Take every line in the entries that includes the word "target" and copy it.

» **Dataset records**:
*-*-*

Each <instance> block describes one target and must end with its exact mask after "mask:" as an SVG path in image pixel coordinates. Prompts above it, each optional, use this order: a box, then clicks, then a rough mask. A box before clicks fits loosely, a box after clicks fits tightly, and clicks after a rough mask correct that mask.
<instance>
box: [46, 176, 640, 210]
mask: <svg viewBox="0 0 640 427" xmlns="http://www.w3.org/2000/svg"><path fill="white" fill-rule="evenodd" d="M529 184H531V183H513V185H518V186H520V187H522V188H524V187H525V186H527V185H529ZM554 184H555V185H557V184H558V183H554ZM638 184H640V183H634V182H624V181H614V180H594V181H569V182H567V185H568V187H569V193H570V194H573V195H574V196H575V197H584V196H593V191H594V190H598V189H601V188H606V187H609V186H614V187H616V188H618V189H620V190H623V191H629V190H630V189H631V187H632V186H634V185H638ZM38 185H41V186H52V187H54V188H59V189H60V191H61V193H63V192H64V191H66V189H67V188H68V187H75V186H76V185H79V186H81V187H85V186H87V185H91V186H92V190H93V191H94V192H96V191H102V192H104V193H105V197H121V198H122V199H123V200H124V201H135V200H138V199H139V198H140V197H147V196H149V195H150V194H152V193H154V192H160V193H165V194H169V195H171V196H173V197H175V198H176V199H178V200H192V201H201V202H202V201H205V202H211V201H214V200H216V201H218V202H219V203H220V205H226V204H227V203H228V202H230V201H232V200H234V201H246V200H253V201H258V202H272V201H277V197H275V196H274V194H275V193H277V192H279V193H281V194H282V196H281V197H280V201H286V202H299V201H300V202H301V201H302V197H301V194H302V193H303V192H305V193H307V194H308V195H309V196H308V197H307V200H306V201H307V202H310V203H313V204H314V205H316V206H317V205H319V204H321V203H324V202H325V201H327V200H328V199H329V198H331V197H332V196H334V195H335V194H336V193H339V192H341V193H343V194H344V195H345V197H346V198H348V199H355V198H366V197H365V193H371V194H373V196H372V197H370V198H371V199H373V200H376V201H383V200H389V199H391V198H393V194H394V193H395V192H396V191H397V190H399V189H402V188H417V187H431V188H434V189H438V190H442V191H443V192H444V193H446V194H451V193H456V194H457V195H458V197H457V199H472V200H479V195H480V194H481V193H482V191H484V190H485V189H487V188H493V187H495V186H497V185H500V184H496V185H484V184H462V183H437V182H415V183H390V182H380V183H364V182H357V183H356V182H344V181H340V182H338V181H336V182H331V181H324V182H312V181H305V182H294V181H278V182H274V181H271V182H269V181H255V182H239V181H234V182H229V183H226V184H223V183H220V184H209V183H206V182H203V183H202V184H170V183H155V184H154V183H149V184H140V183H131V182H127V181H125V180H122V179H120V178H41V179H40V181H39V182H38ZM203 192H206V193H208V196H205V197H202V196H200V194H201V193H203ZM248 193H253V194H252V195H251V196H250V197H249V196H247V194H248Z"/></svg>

*-*-*

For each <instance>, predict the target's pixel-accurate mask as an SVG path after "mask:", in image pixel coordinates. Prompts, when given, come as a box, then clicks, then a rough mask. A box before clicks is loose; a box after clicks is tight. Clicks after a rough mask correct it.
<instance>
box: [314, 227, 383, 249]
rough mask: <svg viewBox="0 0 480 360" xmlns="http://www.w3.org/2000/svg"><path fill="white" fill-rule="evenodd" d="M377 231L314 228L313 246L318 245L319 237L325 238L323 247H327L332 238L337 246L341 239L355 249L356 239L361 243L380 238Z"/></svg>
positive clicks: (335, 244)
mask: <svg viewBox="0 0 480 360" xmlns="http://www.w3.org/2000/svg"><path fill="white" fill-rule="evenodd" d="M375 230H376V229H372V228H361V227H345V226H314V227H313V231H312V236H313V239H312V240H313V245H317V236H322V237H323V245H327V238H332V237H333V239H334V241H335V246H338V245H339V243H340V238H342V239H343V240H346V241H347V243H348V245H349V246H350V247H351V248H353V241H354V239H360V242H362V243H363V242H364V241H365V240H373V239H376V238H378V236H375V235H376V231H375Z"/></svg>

*-*-*

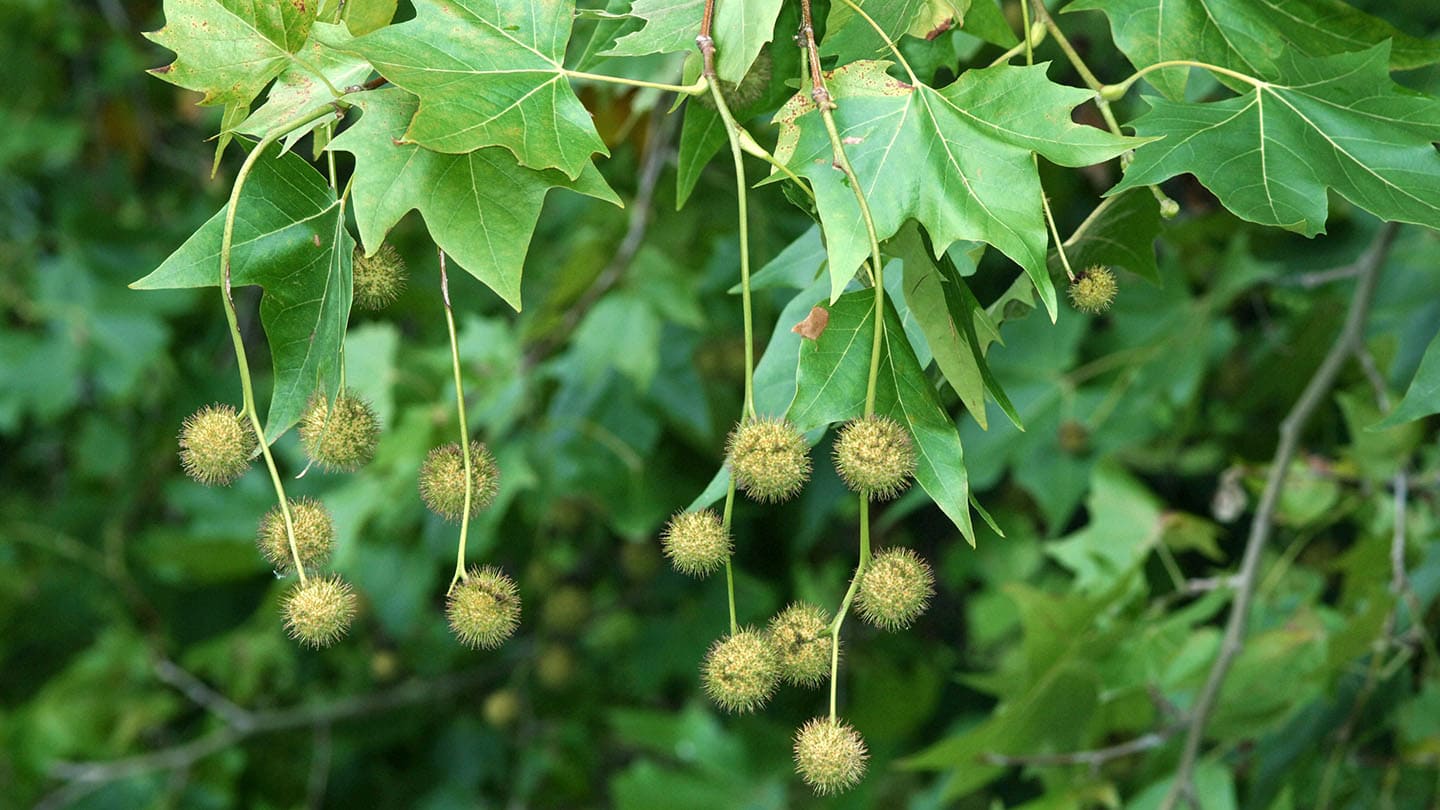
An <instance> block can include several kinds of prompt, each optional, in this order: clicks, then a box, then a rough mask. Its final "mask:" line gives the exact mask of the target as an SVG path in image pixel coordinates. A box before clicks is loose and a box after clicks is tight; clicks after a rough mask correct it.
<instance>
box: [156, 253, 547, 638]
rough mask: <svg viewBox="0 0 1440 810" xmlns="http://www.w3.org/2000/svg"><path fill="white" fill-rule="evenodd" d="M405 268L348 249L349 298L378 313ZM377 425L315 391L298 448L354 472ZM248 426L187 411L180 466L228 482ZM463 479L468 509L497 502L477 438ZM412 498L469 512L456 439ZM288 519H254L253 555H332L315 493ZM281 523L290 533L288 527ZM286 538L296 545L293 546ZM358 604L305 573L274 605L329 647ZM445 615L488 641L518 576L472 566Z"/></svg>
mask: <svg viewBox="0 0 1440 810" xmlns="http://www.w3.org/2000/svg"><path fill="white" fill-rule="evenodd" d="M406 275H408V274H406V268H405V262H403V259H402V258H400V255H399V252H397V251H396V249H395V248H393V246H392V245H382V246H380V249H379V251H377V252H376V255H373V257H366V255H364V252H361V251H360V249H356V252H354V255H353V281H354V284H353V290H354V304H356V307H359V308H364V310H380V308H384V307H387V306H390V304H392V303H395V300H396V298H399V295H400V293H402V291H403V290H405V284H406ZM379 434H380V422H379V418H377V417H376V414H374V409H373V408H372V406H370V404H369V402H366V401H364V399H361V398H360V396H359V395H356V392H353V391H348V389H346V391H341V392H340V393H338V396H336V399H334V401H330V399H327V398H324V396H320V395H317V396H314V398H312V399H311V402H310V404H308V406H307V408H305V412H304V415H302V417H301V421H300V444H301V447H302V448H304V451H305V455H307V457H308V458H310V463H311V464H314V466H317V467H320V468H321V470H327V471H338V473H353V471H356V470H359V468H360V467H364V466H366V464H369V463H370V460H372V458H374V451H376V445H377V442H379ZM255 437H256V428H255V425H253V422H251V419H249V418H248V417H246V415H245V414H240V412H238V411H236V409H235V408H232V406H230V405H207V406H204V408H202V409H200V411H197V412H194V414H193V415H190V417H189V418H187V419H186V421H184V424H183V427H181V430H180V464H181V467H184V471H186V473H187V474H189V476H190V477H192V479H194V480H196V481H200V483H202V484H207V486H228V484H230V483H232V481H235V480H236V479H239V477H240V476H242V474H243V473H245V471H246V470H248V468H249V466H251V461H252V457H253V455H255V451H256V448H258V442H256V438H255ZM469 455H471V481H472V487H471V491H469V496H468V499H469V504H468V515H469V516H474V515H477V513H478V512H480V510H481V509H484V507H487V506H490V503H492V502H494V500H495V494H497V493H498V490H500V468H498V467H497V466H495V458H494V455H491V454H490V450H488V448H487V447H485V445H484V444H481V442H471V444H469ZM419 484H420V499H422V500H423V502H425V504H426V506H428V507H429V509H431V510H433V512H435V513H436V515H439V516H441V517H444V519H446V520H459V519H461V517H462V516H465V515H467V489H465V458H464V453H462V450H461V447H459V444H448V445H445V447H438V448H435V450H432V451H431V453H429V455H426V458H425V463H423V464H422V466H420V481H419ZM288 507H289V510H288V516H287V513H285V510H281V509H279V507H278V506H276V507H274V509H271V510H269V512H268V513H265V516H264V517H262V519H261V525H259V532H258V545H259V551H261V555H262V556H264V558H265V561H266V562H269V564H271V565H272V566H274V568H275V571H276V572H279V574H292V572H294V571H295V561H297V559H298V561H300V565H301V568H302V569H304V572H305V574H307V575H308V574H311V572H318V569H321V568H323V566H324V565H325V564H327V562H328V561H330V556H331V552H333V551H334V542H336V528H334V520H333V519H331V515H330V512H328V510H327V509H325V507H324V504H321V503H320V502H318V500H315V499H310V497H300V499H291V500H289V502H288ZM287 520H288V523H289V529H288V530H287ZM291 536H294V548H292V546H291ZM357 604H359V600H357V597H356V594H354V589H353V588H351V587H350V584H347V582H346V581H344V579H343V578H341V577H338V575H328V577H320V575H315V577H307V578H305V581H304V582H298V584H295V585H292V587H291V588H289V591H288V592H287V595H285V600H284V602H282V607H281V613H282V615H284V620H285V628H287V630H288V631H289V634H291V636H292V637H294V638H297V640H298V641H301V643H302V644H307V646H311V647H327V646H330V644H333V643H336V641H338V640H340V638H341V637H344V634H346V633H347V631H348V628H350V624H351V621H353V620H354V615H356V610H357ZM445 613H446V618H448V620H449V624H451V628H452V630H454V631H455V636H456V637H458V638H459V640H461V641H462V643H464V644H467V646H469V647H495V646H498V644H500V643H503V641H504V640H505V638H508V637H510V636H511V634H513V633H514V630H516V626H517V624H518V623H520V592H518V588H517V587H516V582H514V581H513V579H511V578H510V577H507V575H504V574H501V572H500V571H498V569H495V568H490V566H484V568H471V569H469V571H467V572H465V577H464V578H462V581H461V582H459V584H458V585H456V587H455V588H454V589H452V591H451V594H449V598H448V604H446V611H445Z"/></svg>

*-*-*

» **Solution to this problem**:
Each <instance> block describes one target and must end with its exact mask after "mask:" as an SVG path in image pixel coordinates. Prompts above it, each optional, use this order: a box, then clicks, then a rough mask. A box before clicks fits loosely, a box after clicks fits tightly, and clicks after a rough mask correct that mask.
For each <instance>, predict the target's pixel-accurate mask as an SVG path after "mask:", in image pixel coordinates. Prompts, when given, come as a box, then clicks, then a rough mask. A box before clicks is loose; a box after clicks is tight. Clicks after a rough mask correct it.
An <instance> block can include several kinds of prompt, each optional, in this order: clicks, then a box, then a rough mask. Its final "mask:" line gives the exact mask of the target as an SVG path in image pixel coordinates. A box before clicks is loose and a box after clicks is tight; clicks after a rough mask correct it.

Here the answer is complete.